The tasks:
**1)** Answer these questions using the guide to writing custom MarkItDown converters:
(a) Where is the DocumentConverter abstract base class located?
(b) Which three methods must the file_stream object support?
(c) What do the base class's accepts() and convert() methods raise?
**2)** Carry on the guide to writing custom MarkItDown converters from its final line.

Selected extract:
Skip to main content
Custom converters allow you to extend MarkItDown to support additional file formats. By implementing the DocumentConverter base class, you can add conversion logic for any file type.

DocumentConverter Base Class

All converters inherit from the DocumentConverter abstract base class located in _base_converter.py:42.
from markitdown import DocumentConverter, DocumentConverterResult, StreamInfo
from typing import BinaryIO, Any

class DocumentConverter:
    """Abstract superclass of all DocumentConverters."""
    
    def accepts(self, file_stream: BinaryIO, stream_info: StreamInfo, **kwargs: Any) -> bool:
        """Determine if this converter can handle the document."""
        raise NotImplementedError()
    
    def convert(self, file_stream: BinaryIO, stream_info: StreamInfo, **kwargs: Any) -> DocumentConverterResult:
        """Convert the document to Markdown."""
        raise NotImplementedError()

Creating a Custom Converter

1
Inherit from DocumentConverter
2
Create a new class that inherits from DocumentConverter:
3
from markitdown import DocumentConverter, DocumentConverterResult, StreamInfo
from typing import BinaryIO, Any

class MyCustomConverter(DocumentConverter):
    """Converts custom file format to Markdown."""
    pass
4
Implement the accepts() Method
5
The accepts() method determines whether your converter should handle a given file. It receives:
6
  • file_stream: The file-like object (must support seek(), tell(), and read())
  • stream_info: Metadata about the file (mimetype, extension, charset, url, etc.)
  • **kwargs: Additional keyword arguments
  • 7
    def accepts(
        self,
        file_stream: BinaryIO,
        stream_info: StreamInfo,
        **kwargs: Any,
    ) -> bool:
        mimetype = (stream_info.mimetype or "").lower()
        extension = (stream_info.extension or "").lower()

Image box annotation records:

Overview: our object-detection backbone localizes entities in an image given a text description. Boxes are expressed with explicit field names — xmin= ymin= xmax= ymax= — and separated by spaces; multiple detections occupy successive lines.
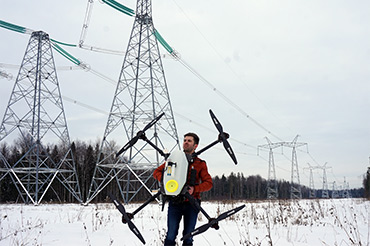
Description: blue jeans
xmin=164 ymin=201 xmax=199 ymax=246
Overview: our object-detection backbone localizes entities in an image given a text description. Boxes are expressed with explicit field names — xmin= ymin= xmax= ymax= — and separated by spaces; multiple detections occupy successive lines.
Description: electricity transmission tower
xmin=319 ymin=163 xmax=331 ymax=198
xmin=342 ymin=177 xmax=351 ymax=198
xmin=331 ymin=181 xmax=339 ymax=198
xmin=86 ymin=0 xmax=179 ymax=203
xmin=307 ymin=163 xmax=317 ymax=198
xmin=0 ymin=31 xmax=82 ymax=205
xmin=258 ymin=137 xmax=282 ymax=199
xmin=282 ymin=135 xmax=307 ymax=199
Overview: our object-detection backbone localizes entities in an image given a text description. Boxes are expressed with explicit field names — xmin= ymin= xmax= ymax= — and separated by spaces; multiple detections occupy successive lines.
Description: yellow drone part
xmin=166 ymin=179 xmax=179 ymax=193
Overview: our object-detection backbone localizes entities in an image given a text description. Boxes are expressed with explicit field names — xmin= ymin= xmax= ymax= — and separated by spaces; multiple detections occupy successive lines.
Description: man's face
xmin=182 ymin=136 xmax=198 ymax=154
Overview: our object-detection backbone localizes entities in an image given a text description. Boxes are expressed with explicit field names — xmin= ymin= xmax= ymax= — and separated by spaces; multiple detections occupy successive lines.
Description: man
xmin=153 ymin=133 xmax=213 ymax=246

Answers by task:
**1)**
(a) In _base_converter.py:42.
(b) seek(), tell(), and read().
(c) NotImplementedError.

**2)**
        # Check by extension
        if extension in [".custom", ".cst"]:
            return True
        
        # Check by mimetype
        if mimetype == "application/x-custom":
            return True
        
        return False
    
    8
    Important: If you need to read from file_stream to make a determination, you must reset the stream position before returning:
    cur_pos = file_stream.tell()  # Save current position
    data = file_stream.read(100)   # Peek at first 100 bytes
    file_stream.seek(cur_pos)      # Reset to original position
    
    9
    Implement the convert() Method
    10
    The convert() method performs the actual conversion. It receives the same parameters as accepts() and must return a DocumentConverterResult:
    11
    def convert(
        self,
        file_stream: BinaryIO,
        stream_info: StreamInfo,
        **kwargs: Any,
    ) -> DocumentConverterResult:
        # Read and decode the file
        encoding = stream_info.charset or "utf-8"
        content = file_stream.read().decode(encoding)
        
        # Convert to Markdown
        markdown = self._convert_to_markdown(content)
        
        # Extract title if available
        title = self._extract_title(content)
        
        return DocumentConverterResult(
            markdown=markdown,
            title=title
        )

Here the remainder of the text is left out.